BOSTON – Before we look at where Oklahoma City is going, it’s worth a moment to appreciate where they are. History is not kind to teams that lose a franchise player. The season after LeBron James left Cleveland, the Cavs fell to 19-63. The Hornets a year after Chris Paul left New Orleans? 21-45. The Magic post-Dwight Howard? 20-62. The Thunder lost a bona fide top-five player in Kevin Durant last summer, and they are 20-12 and in the thick of the Western Conference playoff race. That’s a credit not just to the incomparable Russell Westbrook, but to the collection of solid (or better) players Oklahoma City has put around him.
Now, there’s a reality in OKC: The Thunder fall apart when Westbrook is off the floor. It doesn’t happen much — Westbrook is averaging 35.1 minutes per game, second highest of his career — but the on/off numbers are ugly, on both ends of the floor. Many nights Westbrook isn’t just a big part of Oklahoma City’s offense — he is the offense.
And that’s to be expected. The Thunder lost Kevin freaking Durant. You don’t simply slide someone else into that slot. The dearth of perimeter shooting caused by Durant’s defection has been a killer. Andre Roberson (29.5 percent from 3-point range) has been awful. Victor Oladipo (38.1 percent) is solid, while Domantas Sabonis isn’t shooting enough to be a real threat. That’s boxed in Steven Adams in the post and is why OKC continues to pursue the Kings’ Rudy Gay, with injured guard Cameron Payne the carrot.
Again, though: What was Oklahoma City supposed to do? It had to go all in on Durant, and when he took off, it used the freed cap space to lock in Westbrook for another year, salvaging the future of the franchise.
And this franchise does have a future. Adams is a rising star, a double-digit scorer for the first time in his career with unlimited potential. Thunder coaches gush about the offensive repertoire Adams flashes in practice, and there is a healthy belief the burly center will eventually develop into a dominant post scorer. Oladipo and Sabonis are a better long-term fit than Serge Ibaka, and the Thunder have enough interesting young pieces to get teams interested in a mid-level trade (Gay, for example) to address a need.

(Records from a point-labeling set)

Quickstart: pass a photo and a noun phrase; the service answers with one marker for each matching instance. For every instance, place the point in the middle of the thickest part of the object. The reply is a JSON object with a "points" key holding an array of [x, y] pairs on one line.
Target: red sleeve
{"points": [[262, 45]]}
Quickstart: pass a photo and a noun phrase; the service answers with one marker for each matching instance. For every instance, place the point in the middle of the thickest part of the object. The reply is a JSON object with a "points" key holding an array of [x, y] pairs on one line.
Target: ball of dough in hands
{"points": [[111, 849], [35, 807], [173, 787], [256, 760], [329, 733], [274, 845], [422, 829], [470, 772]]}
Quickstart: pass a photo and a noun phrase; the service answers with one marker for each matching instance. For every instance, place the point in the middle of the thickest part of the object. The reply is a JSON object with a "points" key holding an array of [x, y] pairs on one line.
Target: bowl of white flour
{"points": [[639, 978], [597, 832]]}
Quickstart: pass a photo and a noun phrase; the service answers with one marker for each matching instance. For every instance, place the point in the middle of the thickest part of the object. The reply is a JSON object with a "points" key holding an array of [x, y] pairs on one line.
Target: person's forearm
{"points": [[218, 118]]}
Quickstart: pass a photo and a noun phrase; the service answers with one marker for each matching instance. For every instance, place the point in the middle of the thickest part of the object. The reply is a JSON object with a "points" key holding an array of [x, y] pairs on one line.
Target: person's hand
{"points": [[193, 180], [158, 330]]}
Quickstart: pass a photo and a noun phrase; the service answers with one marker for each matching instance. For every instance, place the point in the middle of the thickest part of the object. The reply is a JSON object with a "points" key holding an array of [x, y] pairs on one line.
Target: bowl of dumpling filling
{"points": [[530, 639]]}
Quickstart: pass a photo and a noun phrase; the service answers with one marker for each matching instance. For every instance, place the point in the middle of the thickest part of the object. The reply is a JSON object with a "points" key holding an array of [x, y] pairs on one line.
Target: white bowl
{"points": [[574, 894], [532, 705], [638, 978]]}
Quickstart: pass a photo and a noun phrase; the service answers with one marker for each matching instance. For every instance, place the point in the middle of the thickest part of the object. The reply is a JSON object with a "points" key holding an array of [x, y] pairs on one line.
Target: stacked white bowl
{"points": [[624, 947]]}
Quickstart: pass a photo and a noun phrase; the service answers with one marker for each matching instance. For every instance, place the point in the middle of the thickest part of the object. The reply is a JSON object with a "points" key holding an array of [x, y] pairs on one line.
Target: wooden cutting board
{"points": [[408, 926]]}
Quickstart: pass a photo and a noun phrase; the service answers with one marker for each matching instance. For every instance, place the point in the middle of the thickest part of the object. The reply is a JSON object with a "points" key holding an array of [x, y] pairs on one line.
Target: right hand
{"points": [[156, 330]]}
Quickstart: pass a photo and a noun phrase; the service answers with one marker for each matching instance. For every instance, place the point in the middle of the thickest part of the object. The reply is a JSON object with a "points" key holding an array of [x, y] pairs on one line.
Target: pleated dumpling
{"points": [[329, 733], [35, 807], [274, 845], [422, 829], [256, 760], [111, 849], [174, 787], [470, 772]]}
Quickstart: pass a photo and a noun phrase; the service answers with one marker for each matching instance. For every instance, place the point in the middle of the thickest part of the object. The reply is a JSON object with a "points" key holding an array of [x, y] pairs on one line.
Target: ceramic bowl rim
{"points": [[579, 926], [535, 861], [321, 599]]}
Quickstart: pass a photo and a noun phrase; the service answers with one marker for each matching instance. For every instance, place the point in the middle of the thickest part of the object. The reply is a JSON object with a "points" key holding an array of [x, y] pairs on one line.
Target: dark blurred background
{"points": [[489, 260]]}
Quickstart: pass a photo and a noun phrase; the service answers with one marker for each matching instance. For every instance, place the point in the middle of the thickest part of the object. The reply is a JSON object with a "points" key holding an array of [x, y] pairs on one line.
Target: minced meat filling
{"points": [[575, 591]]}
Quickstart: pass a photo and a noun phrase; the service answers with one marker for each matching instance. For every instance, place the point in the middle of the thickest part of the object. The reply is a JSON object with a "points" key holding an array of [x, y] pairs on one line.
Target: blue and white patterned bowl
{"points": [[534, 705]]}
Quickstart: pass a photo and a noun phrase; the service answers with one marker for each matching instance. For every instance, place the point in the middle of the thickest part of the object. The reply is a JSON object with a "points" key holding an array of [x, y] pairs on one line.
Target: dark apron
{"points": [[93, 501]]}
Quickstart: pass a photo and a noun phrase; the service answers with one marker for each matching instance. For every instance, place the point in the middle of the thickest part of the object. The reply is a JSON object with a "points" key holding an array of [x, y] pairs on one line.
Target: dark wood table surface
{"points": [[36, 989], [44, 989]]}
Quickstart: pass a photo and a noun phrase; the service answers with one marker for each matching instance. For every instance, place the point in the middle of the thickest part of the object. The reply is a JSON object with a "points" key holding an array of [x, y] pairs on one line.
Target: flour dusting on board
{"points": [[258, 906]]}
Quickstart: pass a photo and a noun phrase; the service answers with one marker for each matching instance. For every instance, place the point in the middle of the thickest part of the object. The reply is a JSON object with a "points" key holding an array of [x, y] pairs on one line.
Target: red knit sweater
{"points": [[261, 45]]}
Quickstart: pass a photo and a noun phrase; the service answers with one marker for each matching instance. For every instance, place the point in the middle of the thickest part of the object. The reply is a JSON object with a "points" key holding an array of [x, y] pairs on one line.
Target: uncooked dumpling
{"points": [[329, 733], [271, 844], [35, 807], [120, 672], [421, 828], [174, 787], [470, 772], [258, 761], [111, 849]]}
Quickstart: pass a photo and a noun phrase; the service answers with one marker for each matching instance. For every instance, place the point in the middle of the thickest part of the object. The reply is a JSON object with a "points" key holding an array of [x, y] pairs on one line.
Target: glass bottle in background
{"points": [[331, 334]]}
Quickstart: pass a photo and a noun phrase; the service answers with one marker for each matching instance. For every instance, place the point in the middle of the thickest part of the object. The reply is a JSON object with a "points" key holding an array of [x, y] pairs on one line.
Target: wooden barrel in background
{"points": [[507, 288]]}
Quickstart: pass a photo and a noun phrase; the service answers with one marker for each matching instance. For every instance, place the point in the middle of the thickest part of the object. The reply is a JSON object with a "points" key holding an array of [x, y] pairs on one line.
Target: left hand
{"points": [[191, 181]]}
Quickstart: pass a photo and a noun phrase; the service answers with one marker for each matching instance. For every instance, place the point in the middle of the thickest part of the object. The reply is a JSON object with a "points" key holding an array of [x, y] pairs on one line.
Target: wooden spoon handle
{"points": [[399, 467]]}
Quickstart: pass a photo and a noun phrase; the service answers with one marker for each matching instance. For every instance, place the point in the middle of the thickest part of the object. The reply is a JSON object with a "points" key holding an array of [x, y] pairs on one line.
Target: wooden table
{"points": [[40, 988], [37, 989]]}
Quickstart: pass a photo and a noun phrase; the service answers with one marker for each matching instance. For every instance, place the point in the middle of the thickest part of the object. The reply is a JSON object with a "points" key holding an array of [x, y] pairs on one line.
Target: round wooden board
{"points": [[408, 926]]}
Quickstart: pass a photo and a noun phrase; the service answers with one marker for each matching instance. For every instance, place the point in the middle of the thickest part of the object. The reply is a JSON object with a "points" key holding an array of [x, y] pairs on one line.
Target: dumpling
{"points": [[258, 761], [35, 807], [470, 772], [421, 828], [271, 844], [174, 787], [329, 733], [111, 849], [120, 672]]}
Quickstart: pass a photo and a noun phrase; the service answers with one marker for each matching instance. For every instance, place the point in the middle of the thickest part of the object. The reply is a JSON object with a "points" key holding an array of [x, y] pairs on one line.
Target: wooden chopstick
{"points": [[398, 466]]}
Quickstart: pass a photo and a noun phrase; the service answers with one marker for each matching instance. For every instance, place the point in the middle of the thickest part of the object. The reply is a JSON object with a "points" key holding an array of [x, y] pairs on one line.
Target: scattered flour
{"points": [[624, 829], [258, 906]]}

Tasks to complete
1. Reproduce the article about the Oklahoma City Thunder in full, word for word.
2. Pull out every line of the records that contains the string "board", matching case exactly.

Expected answers
1.
BOSTON – Before we look at where Oklahoma City is going, it’s worth a moment to appreciate where they are. History is not kind to teams that lose a franchise player. The season after LeBron James left Cleveland, the Cavs fell to 19-63. The Hornets a year after Chris Paul left New Orleans? 21-45. The Magic post-Dwight Howard? 20-62. The Thunder lost a bona fide top-five player in Kevin Durant last summer, and they are 20-12 and in the thick of the Western Conference playoff race. That’s a credit not just to the incomparable Russell Westbrook, but to the collection of solid (or better) players Oklahoma City has put around him.
Now, there’s a reality in OKC: The Thunder fall apart when Westbrook is off the floor. It doesn’t happen much — Westbrook is averaging 35.1 minutes per game, second highest of his career — but the on/off numbers are ugly, on both ends of the floor. Many nights Westbrook isn’t just a big part of Oklahoma City’s offense — he is the offense.
And that’s to be expected. The Thunder lost Kevin freaking Durant. You don’t simply slide someone else into that slot. The dearth of perimeter shooting caused by Durant’s defection has been a killer. Andre Roberson (29.5 percent from 3-point range) has been awful. Victor Oladipo (38.1 percent) is solid, while Domantas Sabonis isn’t shooting enough to be a real threat. That’s boxed in Steven Adams in the post and is why OKC continues to pursue the Kings’ Rudy Gay, with injured guard Cameron Payne the carrot.
Again, though: What was Oklahoma City supposed to do? It had to go all in on Durant, and when he took off, it used the freed cap space to lock in Westbrook for another year, salvaging the future of the franchise.
And this franchise does have a future. Adams is a rising star, a double-digit scorer for the first time in his career with unlimited potential. Thunder coaches gush about the offensive repertoire Adams flashes in practice, and there is a healthy belief the burly center will eventually develop into a dominant post scorer. Oladipo and Sabonis are a better long-term fit than Serge Ibaka, and the Thunder have enough interesting young pieces to get teams interested in a mid-level trade (Gay, for example) to address a need.

2.
Target: wooden cutting board
Target: flour dusting on board
Target: round wooden board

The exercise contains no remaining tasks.